#### Document extract
3.5 - R Scripts

1) Acquire Data
Diabetes data
The diabetes data set is taken from the UCI machine learning database repository at: https://archive.ics.uci.edu/ml/datasets/Pima+Indians+Diabetes.
- 768 samples in the dataset
- 8 quantitative variables
- 2 classes; with or without signs of diabetes
Save the data into your working directory for this course as "diabetes.data." Then load data into R as follows:
# set the working directory
setwd("C:/STAT 897D data mining")
# comma delimited data and no header for each variable
RawData <- read.table("diabetes.data",sep = ",",header=FALSE)
In RawData, the response variable is its last column; and the remaining columns are the predictor variables.
responseY <- RawData[,dim(RawData)[2]]
predictorX <- RawData[,1:(dim(RawData)[2]-1)]
2) Fitting a Linear Model
In order to fit linear regression models in R, lm can be used for linear models, which are specified symbolically. A typical model takes the form of response ~ predictors where response is the (numeric) response vector and predictors is a series of predictor variables.

#### Provided records
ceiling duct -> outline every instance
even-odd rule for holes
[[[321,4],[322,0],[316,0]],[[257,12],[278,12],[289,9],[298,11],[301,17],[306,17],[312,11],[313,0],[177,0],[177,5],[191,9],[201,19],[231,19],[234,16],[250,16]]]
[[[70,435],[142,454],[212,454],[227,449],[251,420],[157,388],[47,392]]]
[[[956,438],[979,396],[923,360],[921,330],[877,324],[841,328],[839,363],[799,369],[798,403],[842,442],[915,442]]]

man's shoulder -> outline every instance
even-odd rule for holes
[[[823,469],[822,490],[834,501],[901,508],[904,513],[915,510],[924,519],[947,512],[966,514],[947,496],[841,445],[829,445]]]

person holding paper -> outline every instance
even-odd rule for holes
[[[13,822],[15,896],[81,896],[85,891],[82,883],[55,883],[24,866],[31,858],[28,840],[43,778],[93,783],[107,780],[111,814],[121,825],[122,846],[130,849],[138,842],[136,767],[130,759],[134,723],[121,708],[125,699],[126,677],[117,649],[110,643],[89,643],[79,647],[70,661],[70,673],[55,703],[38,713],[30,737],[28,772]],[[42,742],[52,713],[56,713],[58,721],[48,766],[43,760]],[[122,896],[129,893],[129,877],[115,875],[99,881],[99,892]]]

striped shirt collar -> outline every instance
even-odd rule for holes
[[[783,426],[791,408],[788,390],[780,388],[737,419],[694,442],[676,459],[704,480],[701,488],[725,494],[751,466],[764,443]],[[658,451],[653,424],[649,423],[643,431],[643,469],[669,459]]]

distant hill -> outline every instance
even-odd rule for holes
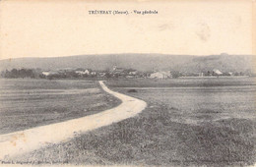
[[[204,72],[219,69],[224,72],[254,70],[249,55],[166,55],[166,54],[103,54],[79,55],[53,58],[17,58],[0,60],[0,70],[13,68],[40,68],[57,70],[63,68],[111,69],[114,65],[139,71],[172,70],[180,72]]]

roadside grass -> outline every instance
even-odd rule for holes
[[[247,166],[255,163],[255,121],[173,122],[168,105],[148,101],[134,118],[8,160],[83,165]]]
[[[255,164],[254,88],[237,86],[243,84],[224,88],[191,88],[189,85],[185,89],[166,88],[161,82],[157,82],[156,85],[163,87],[154,89],[136,87],[132,82],[131,84],[121,82],[108,82],[108,85],[113,90],[148,103],[148,107],[138,116],[6,159],[2,163],[139,166]],[[167,84],[166,81],[162,82]],[[136,91],[128,92],[129,89]]]
[[[0,134],[80,118],[120,103],[94,81],[1,82]]]

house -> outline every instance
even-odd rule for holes
[[[41,72],[41,74],[42,74],[43,76],[47,77],[47,76],[57,75],[58,72],[48,71],[48,72]]]
[[[172,75],[169,71],[167,72],[156,72],[151,74],[150,79],[169,79],[172,78]]]
[[[129,75],[133,75],[133,76],[135,76],[135,75],[138,74],[138,72],[137,72],[136,70],[133,70],[133,71],[130,71],[128,74],[129,74]]]
[[[123,68],[118,68],[116,66],[113,67],[113,70],[112,70],[112,73],[114,74],[120,74],[120,73],[123,73],[125,69]]]
[[[218,69],[214,69],[213,70],[213,74],[217,75],[217,76],[223,75],[223,73],[220,70],[218,70]]]
[[[75,73],[79,75],[90,75],[90,70],[77,70]]]

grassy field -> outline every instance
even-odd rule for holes
[[[0,134],[95,114],[120,103],[94,81],[0,80]]]
[[[255,79],[119,80],[107,84],[145,100],[148,108],[134,118],[13,161],[160,166],[255,163]]]

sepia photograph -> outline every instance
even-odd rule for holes
[[[0,166],[256,166],[256,1],[1,0]]]

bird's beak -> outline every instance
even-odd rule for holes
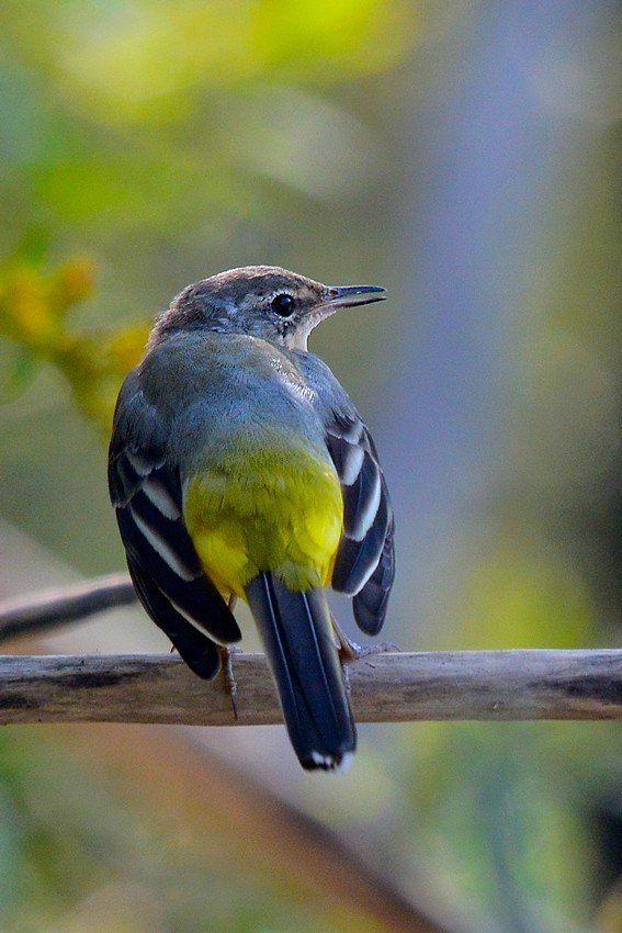
[[[338,311],[340,307],[357,307],[360,304],[372,304],[375,301],[384,301],[386,289],[382,285],[329,285],[326,289],[326,297],[317,307],[319,311]]]

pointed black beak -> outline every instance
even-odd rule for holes
[[[323,306],[337,311],[340,307],[373,304],[375,301],[384,301],[385,297],[386,289],[382,285],[333,285],[327,288]]]

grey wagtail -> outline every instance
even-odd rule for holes
[[[114,417],[110,492],[140,602],[212,678],[241,638],[231,608],[245,599],[309,769],[343,769],[357,744],[325,588],[351,595],[376,634],[394,521],[370,432],[307,338],[384,291],[271,266],[189,285],[157,318]]]

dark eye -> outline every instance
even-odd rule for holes
[[[281,317],[289,317],[294,313],[294,299],[292,295],[275,295],[270,306],[274,314],[280,314]]]

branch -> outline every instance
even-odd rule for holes
[[[0,657],[0,723],[281,722],[263,655],[236,653],[237,719],[224,676],[176,656]],[[622,651],[372,654],[349,665],[360,722],[622,719]]]
[[[0,641],[41,634],[80,622],[89,616],[136,602],[126,573],[111,573],[87,583],[45,589],[35,596],[0,603]]]

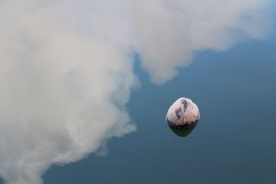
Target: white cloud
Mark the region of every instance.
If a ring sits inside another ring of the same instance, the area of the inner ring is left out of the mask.
[[[0,175],[41,183],[52,163],[135,130],[124,105],[137,83],[131,52],[153,82],[193,52],[262,38],[268,1],[0,2]]]

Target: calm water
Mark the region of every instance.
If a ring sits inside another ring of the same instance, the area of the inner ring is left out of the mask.
[[[52,166],[44,183],[276,183],[275,51],[274,37],[199,52],[161,86],[148,81],[137,61],[141,88],[128,104],[137,131],[110,140],[106,156]],[[201,114],[186,137],[165,121],[182,96]]]
[[[44,176],[51,183],[276,183],[276,38],[196,54],[161,86],[136,62],[141,88],[128,105],[137,131]],[[192,99],[201,120],[186,137],[165,121],[179,96]]]

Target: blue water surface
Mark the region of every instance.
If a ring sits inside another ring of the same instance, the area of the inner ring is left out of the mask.
[[[276,37],[224,52],[197,52],[165,85],[141,81],[127,108],[137,131],[108,141],[108,154],[54,165],[45,184],[276,183]],[[179,97],[201,119],[186,137],[165,121]]]

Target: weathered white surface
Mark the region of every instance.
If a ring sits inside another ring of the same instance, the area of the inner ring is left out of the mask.
[[[166,116],[170,125],[175,127],[192,127],[199,120],[199,110],[190,99],[181,97],[168,109]]]

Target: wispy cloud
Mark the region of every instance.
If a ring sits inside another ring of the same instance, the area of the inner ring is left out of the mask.
[[[41,183],[51,164],[135,131],[133,50],[164,83],[195,50],[264,37],[269,1],[1,1],[0,175]]]

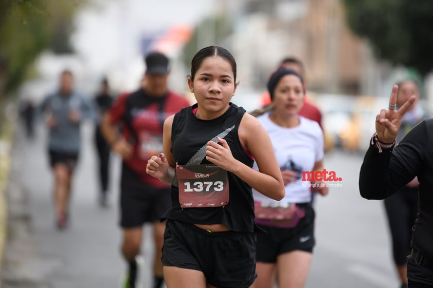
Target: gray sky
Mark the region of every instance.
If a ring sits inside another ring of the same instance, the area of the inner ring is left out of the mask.
[[[95,73],[115,70],[121,74],[139,74],[143,35],[176,24],[193,26],[215,8],[213,0],[99,0],[96,7],[78,15],[72,41]],[[128,81],[136,85],[136,79]]]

#### Set problem 1
For the R scripts text, decide whether each statement agrees with it: (a) the data set contains 768 samples; (b) the data file has a header naming each variable; (c) in RawData the response variable is the first column. Answer yes or no for each, quoting the deciding words of the text.
#### Set problem 2
Pick up the R scripts text after its last sentence and carry it on.

#### Task answer 1
(a) Yes: "768 samples in the dataset"
(b) No: "comma delimited data and no header for each variable"
(c) No: "the response variable is its last column"

#### Task answer 2
Take the full model and the base model (no predictors used) as examples:
fullModel <- lm(responseY~predictorX[,1]+predictorX[,2]
+predictorX[,3]+predictorX[,4]+predictorX[,5]
+predictorX[,6]+predictorX[,7]+predictorX[,8])
baseModel <- lm(responseY~1)
For the full model, \$coefficients shows the least square estimation for \(\hat{\beta}\) and \$fitted.values are the fitted values for the response variable.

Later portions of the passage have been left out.